▶ _Task directions_
Exactly and only the lines from the one with "rider in tweed" through the end of the listing are to be transcribed, both ends included.

▶ _Record set_
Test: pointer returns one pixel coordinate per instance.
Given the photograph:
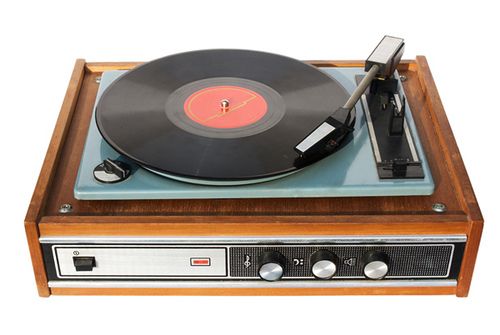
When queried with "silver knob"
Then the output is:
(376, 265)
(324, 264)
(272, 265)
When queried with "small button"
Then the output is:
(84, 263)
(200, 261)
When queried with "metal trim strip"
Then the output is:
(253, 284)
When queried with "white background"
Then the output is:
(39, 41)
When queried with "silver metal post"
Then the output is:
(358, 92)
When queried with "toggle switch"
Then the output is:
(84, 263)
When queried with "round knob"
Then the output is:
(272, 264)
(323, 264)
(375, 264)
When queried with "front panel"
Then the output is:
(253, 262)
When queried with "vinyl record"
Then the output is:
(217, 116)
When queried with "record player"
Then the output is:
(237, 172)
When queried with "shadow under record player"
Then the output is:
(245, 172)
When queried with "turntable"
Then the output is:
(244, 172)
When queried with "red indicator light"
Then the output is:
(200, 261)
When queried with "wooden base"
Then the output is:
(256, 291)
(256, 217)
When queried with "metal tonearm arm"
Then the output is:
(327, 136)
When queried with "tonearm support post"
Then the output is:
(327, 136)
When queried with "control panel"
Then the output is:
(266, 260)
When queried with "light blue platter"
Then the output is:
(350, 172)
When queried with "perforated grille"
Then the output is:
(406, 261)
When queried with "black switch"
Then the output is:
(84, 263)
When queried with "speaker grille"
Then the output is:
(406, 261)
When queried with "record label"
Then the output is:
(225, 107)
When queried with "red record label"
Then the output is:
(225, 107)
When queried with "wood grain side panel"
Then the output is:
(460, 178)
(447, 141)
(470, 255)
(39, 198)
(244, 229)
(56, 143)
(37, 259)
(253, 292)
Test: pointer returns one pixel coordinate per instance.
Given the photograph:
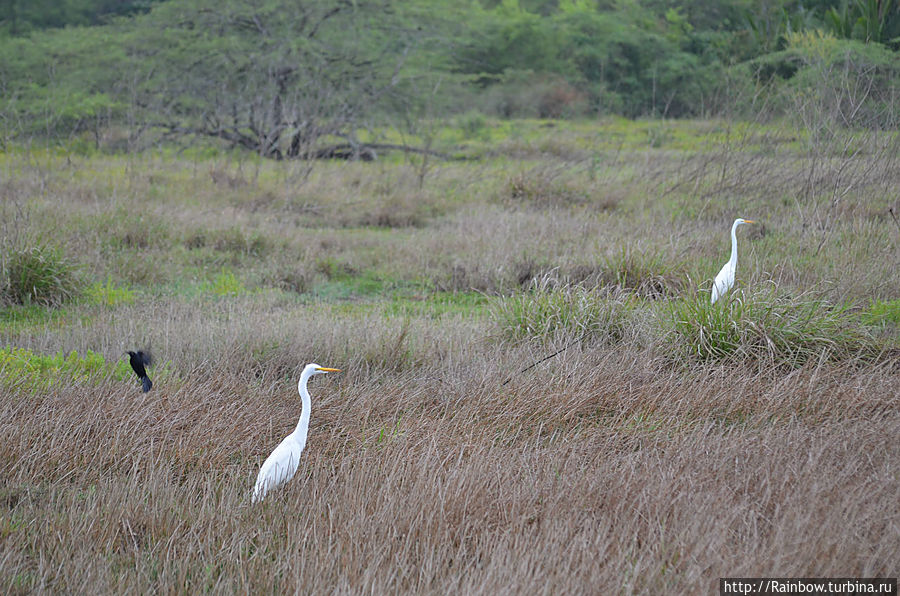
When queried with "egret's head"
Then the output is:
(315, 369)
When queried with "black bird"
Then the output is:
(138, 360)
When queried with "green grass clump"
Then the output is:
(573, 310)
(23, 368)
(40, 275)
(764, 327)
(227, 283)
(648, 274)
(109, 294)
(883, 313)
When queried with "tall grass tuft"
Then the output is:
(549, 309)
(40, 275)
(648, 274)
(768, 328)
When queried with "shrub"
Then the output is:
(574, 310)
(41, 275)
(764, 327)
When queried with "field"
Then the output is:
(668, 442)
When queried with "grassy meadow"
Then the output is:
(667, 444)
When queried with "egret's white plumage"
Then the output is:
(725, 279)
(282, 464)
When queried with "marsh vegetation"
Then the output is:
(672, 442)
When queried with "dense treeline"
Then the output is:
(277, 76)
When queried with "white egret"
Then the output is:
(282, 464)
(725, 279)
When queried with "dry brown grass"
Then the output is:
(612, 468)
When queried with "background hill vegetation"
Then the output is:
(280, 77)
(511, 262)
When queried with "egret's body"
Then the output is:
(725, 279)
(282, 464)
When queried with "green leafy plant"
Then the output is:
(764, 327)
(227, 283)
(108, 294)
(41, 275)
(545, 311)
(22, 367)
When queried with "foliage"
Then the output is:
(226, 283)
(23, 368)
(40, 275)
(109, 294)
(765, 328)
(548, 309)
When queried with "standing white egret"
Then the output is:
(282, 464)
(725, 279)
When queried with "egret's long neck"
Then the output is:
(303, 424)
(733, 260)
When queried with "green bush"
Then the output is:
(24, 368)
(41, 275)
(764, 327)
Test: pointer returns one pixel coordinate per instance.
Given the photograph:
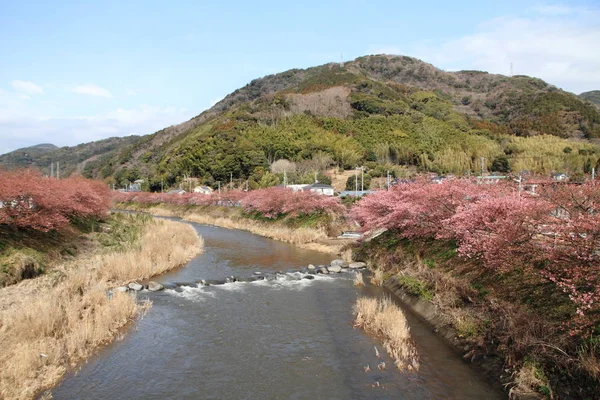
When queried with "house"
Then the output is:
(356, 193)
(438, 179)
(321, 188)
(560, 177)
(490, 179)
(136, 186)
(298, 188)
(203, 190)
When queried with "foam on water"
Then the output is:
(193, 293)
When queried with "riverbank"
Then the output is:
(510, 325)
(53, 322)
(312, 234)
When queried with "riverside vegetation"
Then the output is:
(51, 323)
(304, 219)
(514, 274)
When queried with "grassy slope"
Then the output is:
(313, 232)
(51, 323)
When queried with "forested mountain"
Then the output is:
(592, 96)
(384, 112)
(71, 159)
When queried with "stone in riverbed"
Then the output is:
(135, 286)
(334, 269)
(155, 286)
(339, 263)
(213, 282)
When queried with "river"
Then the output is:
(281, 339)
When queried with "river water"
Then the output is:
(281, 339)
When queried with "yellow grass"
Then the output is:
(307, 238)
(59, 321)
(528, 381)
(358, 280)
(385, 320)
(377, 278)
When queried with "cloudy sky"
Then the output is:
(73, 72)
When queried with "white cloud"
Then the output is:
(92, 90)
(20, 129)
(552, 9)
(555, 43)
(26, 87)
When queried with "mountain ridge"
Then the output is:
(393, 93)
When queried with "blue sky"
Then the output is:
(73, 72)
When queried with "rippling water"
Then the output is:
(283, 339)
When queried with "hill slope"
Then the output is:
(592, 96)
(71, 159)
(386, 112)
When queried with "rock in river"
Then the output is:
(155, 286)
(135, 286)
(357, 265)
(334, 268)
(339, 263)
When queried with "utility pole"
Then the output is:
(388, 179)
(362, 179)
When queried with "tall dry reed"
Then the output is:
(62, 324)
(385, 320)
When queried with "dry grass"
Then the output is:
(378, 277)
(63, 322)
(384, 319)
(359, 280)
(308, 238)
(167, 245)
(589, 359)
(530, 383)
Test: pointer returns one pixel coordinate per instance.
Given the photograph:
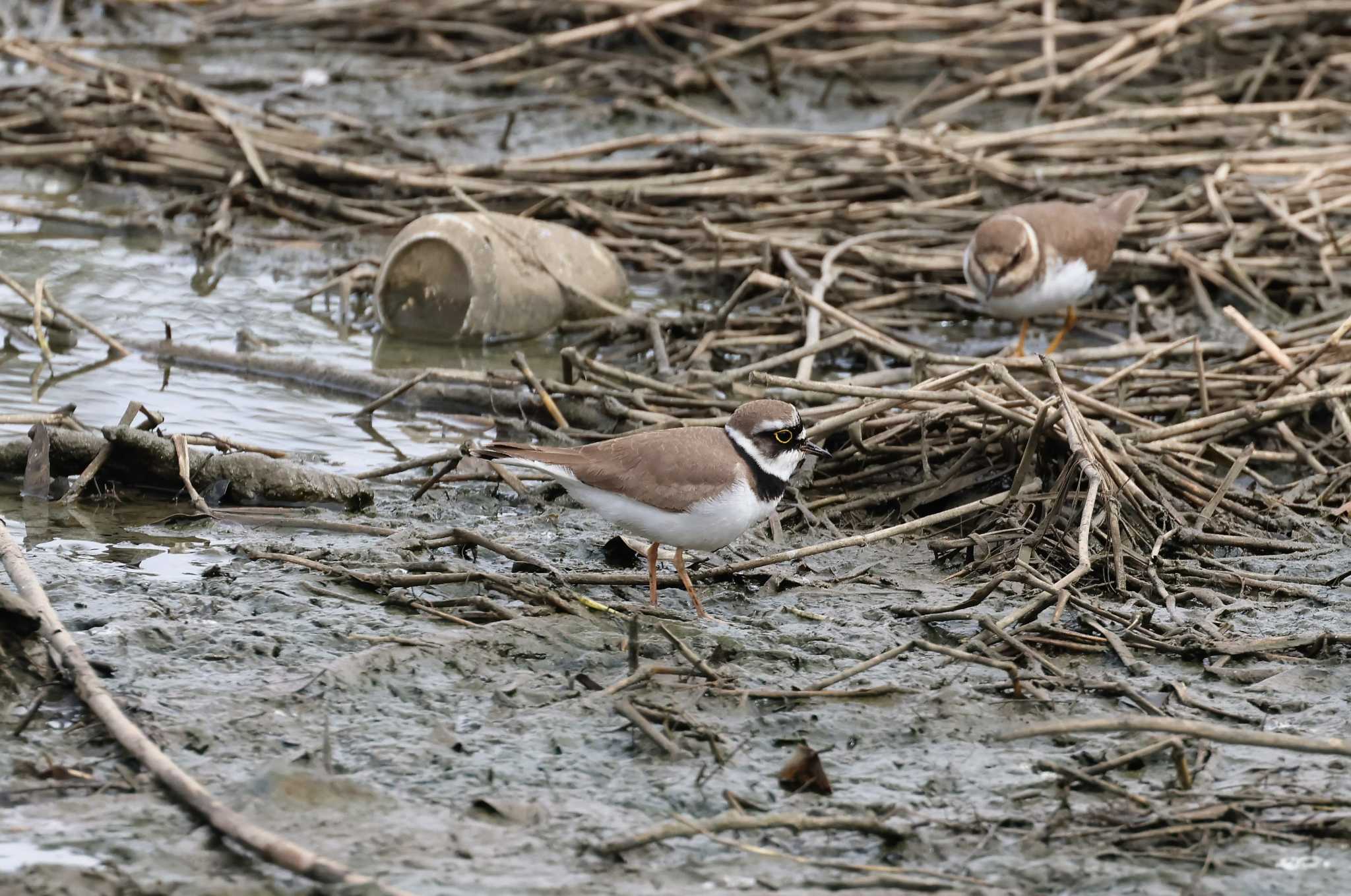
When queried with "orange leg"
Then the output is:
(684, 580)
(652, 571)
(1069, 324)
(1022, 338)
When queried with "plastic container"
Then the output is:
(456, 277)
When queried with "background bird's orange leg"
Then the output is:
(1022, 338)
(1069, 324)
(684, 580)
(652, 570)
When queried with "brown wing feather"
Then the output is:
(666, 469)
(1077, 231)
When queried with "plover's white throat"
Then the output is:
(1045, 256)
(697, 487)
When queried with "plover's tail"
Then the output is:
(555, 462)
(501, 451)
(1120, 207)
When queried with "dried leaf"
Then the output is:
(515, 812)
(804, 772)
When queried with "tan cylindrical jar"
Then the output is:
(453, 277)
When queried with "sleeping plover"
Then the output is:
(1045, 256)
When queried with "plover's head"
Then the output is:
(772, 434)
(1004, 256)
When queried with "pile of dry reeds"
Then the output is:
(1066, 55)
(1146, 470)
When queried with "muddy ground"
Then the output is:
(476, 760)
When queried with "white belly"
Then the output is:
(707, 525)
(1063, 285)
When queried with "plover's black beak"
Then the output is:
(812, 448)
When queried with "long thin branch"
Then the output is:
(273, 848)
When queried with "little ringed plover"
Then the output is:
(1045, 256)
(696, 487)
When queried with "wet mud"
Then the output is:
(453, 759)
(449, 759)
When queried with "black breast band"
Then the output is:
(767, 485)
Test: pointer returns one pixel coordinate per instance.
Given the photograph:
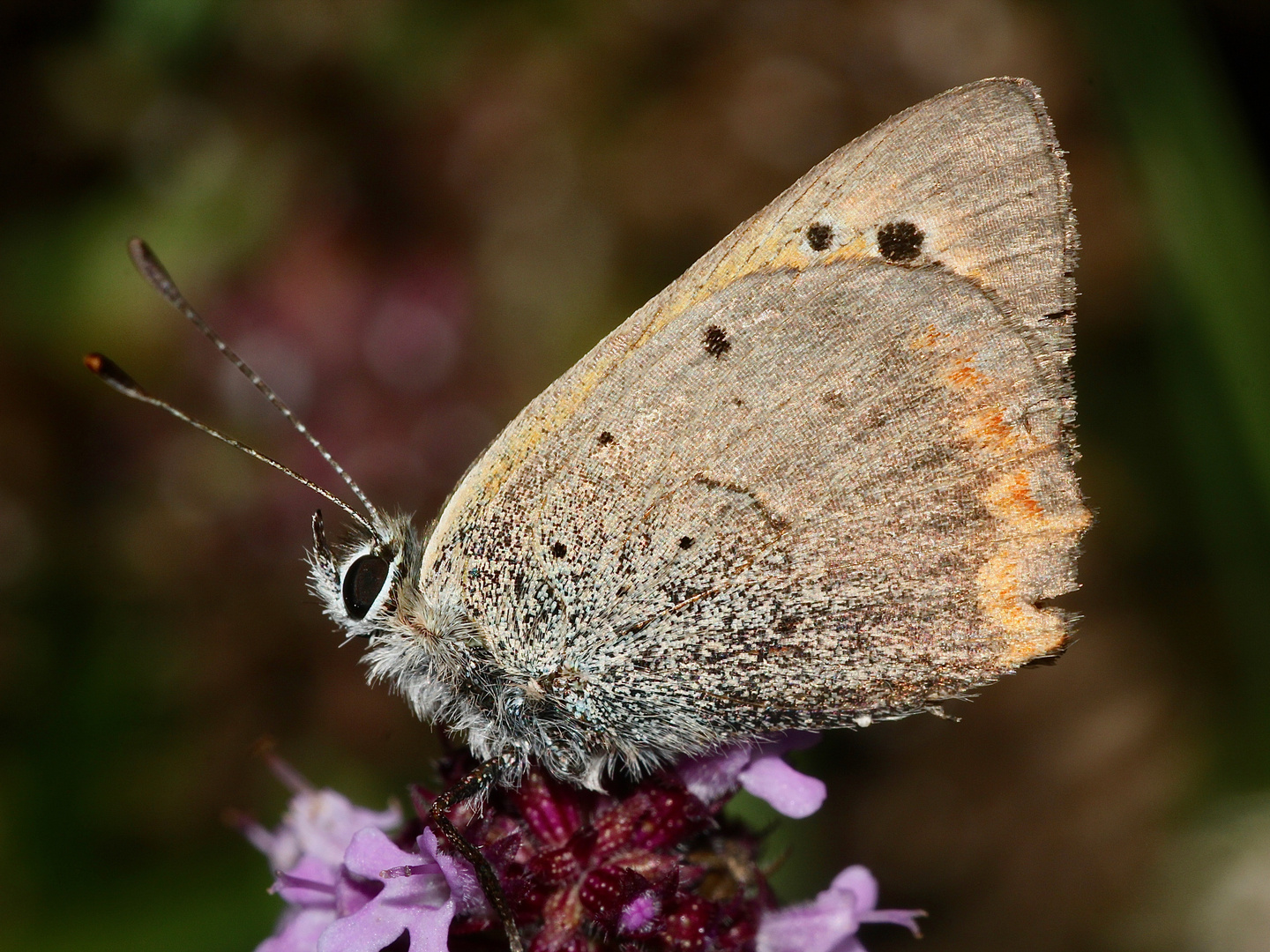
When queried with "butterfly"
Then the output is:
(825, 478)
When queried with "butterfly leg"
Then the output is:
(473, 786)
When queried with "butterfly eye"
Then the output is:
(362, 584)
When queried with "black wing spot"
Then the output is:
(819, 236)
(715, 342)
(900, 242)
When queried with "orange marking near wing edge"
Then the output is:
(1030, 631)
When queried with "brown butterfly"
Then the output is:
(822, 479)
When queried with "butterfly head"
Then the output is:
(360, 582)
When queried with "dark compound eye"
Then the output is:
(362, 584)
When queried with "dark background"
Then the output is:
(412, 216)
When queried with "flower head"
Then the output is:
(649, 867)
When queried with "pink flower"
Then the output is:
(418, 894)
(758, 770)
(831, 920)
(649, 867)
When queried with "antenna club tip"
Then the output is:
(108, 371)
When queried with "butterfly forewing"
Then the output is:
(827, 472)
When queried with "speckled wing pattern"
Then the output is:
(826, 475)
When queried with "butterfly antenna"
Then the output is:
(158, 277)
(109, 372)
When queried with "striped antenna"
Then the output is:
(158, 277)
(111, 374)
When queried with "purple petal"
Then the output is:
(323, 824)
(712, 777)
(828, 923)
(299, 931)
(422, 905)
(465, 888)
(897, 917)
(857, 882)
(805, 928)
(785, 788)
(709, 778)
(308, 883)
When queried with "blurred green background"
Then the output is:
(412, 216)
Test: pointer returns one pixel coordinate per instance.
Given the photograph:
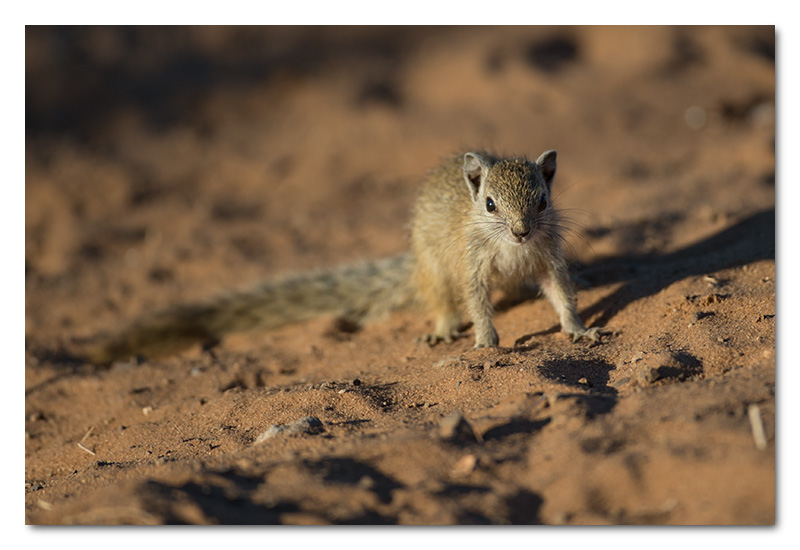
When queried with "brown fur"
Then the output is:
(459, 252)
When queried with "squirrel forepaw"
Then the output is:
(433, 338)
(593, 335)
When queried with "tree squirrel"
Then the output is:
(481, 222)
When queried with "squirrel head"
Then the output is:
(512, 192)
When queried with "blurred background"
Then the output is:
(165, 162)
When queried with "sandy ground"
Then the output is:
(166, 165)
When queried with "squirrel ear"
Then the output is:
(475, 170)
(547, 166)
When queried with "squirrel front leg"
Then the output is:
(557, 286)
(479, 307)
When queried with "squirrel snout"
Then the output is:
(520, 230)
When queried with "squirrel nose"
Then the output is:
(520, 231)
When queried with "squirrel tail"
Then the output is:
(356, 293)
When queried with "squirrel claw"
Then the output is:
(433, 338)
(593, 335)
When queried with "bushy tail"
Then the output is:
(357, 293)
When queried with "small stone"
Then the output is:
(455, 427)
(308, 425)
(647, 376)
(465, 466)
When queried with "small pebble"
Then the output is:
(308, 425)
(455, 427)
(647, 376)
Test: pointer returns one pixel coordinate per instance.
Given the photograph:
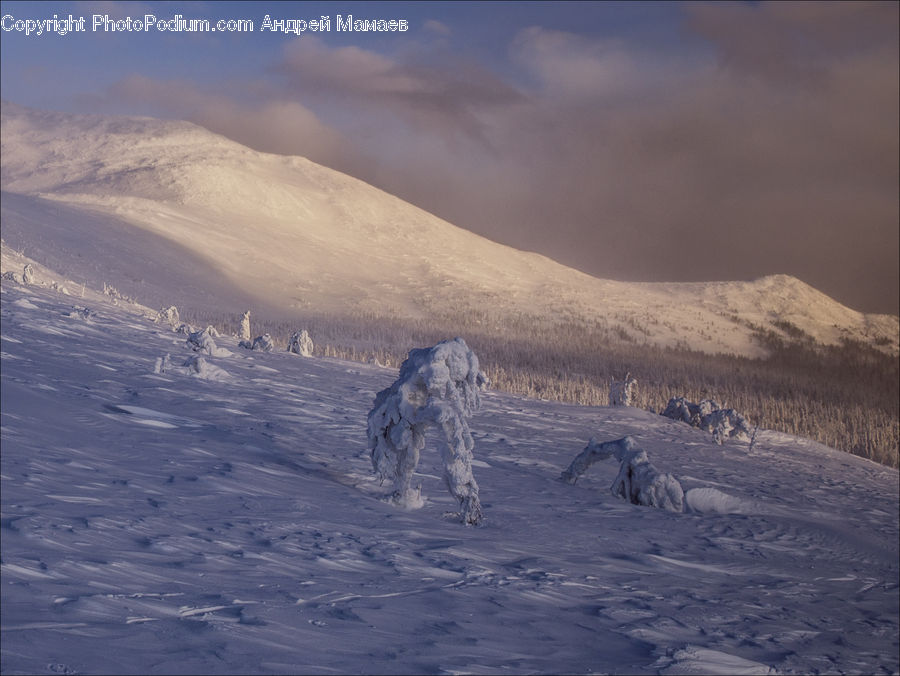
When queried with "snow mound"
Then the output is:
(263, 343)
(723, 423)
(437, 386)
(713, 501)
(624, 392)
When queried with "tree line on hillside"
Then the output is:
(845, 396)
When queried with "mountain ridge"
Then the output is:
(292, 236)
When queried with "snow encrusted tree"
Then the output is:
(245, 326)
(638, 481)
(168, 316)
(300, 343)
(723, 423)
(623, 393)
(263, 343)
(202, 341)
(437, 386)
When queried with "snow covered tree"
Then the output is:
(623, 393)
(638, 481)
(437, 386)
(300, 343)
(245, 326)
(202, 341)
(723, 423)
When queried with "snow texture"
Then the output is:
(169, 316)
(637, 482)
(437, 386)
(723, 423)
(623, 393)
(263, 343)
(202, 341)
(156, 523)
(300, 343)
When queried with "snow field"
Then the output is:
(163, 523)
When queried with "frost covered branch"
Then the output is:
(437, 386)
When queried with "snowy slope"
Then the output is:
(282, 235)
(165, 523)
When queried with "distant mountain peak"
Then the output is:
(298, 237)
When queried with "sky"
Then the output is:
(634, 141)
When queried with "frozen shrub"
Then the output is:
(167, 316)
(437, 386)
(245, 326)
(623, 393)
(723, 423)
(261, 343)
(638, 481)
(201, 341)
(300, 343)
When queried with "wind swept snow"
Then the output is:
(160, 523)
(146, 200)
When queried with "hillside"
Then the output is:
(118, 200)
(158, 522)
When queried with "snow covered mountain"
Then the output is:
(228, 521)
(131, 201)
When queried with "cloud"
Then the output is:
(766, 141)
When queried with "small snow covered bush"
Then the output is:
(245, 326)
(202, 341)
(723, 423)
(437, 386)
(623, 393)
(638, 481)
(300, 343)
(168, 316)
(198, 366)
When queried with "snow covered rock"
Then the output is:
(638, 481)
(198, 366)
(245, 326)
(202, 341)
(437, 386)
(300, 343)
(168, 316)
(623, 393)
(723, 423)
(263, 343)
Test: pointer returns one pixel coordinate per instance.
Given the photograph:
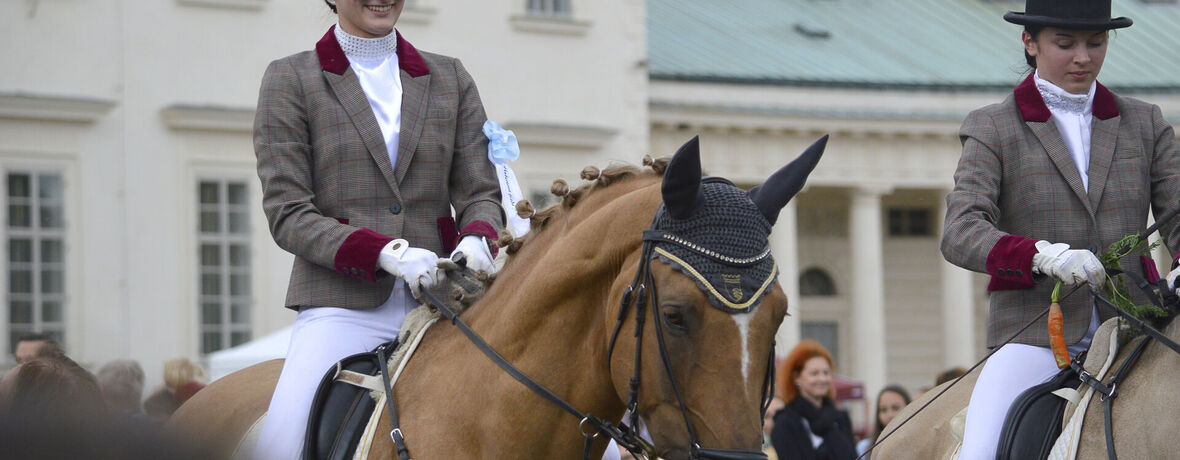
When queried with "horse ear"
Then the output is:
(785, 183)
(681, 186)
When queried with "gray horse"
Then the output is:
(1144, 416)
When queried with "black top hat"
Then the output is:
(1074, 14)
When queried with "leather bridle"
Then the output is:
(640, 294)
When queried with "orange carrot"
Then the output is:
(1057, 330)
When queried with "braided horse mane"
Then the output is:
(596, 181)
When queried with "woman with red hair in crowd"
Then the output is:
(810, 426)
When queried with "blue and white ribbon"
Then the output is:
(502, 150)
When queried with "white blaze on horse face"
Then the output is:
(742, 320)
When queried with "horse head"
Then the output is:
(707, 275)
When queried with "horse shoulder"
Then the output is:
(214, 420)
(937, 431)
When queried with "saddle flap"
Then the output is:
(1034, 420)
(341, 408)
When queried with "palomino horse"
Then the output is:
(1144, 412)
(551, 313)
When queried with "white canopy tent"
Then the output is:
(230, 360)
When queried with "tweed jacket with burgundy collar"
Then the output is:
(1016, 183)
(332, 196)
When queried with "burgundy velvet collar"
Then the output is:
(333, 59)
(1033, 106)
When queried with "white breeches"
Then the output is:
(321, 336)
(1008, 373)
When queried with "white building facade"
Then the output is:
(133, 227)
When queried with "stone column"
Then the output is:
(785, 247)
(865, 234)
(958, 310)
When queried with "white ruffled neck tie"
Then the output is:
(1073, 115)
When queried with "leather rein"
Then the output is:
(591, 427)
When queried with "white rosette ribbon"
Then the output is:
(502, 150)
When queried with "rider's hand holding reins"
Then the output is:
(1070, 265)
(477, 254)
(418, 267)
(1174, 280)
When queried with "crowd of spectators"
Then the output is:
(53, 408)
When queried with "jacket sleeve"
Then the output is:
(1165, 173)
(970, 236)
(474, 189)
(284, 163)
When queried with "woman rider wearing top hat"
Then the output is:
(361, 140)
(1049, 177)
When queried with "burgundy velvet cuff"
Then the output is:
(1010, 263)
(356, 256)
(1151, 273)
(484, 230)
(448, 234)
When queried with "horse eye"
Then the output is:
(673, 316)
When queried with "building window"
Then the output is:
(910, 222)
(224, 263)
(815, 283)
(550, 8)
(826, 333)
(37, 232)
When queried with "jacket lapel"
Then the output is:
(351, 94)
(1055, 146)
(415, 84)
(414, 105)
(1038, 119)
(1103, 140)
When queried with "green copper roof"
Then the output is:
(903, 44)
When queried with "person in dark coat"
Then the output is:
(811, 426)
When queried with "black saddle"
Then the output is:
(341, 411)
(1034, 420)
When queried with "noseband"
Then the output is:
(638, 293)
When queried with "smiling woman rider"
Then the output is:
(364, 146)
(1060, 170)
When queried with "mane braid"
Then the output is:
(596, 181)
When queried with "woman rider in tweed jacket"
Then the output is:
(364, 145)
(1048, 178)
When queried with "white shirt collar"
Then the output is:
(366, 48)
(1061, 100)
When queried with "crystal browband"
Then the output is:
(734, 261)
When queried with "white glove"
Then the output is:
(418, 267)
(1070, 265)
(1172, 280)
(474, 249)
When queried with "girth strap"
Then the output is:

▶ _Solution to this exercise_
When queried with "woman rider in tweed jacket"
Then the output is:
(364, 145)
(1048, 178)
When queried with "white shirt collar"
Then the output is:
(366, 48)
(1061, 100)
When queried with "crystal browband"
Then the output is:
(734, 261)
When queried with "white glove"
Then the output is:
(418, 267)
(1070, 265)
(1172, 280)
(474, 249)
When queried with "girth strap"
Then the output is:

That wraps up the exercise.